Present exactly, and only, the lines running from the line that contains "material and give integer pixel coordinates." through the end of the entries below.
[GIVEN RECORDS — start]
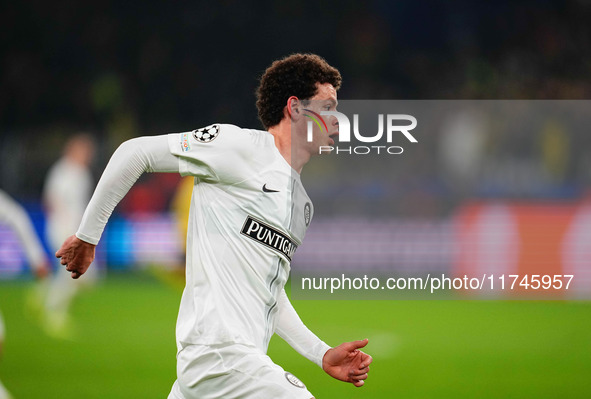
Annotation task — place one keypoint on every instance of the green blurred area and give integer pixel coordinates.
(422, 349)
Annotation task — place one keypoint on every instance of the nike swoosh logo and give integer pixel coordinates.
(268, 190)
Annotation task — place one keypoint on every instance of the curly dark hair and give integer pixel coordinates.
(295, 75)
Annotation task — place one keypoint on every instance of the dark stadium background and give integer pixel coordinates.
(124, 69)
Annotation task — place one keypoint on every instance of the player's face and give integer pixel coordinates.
(325, 99)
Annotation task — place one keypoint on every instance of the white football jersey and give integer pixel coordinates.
(67, 190)
(249, 212)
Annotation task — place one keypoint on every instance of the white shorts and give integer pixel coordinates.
(232, 371)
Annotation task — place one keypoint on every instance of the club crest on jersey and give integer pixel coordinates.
(293, 380)
(268, 236)
(206, 134)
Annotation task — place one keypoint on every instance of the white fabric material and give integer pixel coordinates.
(128, 163)
(16, 217)
(291, 328)
(233, 281)
(67, 189)
(232, 372)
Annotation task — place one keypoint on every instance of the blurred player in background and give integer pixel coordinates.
(14, 216)
(249, 212)
(67, 190)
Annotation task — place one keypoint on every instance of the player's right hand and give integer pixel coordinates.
(76, 255)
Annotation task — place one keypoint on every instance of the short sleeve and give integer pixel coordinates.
(214, 153)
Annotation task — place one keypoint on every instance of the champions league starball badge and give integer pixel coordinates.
(206, 134)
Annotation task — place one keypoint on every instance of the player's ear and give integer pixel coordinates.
(294, 108)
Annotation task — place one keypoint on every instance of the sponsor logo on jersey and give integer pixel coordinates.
(293, 380)
(185, 144)
(206, 134)
(268, 236)
(307, 213)
(268, 190)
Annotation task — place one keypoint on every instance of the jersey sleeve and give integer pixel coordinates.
(215, 153)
[GIVEN RECORDS — finish]
◆ **EXERCISE SOLUTION**:
Annotation task — place one keypoint on every instance of the white fabric material and give integer pixel coordinates.
(128, 163)
(16, 217)
(291, 328)
(233, 281)
(67, 189)
(232, 372)
Annotation task — place one keypoint on every instance of the blurred player in background and give integer pixel coordinates.
(14, 216)
(249, 212)
(67, 190)
Annotation task — place one keypoint on every instance of the player's right hand and give integer pixel coordinates.
(76, 255)
Annotation task — place one keypoint on every instance of the short sleeve and give integer pixel coordinates.
(214, 153)
Annotation task — place one keypoint on every instance of the champions league starball badge and give integer pixel coordinates.
(206, 134)
Annotation task — place one keypoint on every instance of the player's ear and give integer pixel coordinates.
(294, 108)
Annotation task — place one keypoint on every instance of the sponsor logo on jersey and give integer pixel coordinates.
(293, 380)
(185, 144)
(206, 134)
(268, 236)
(307, 213)
(268, 190)
Annotation task — place one keypoint on every instance of the jersey sleeve and give integer pixel coordinates.
(215, 153)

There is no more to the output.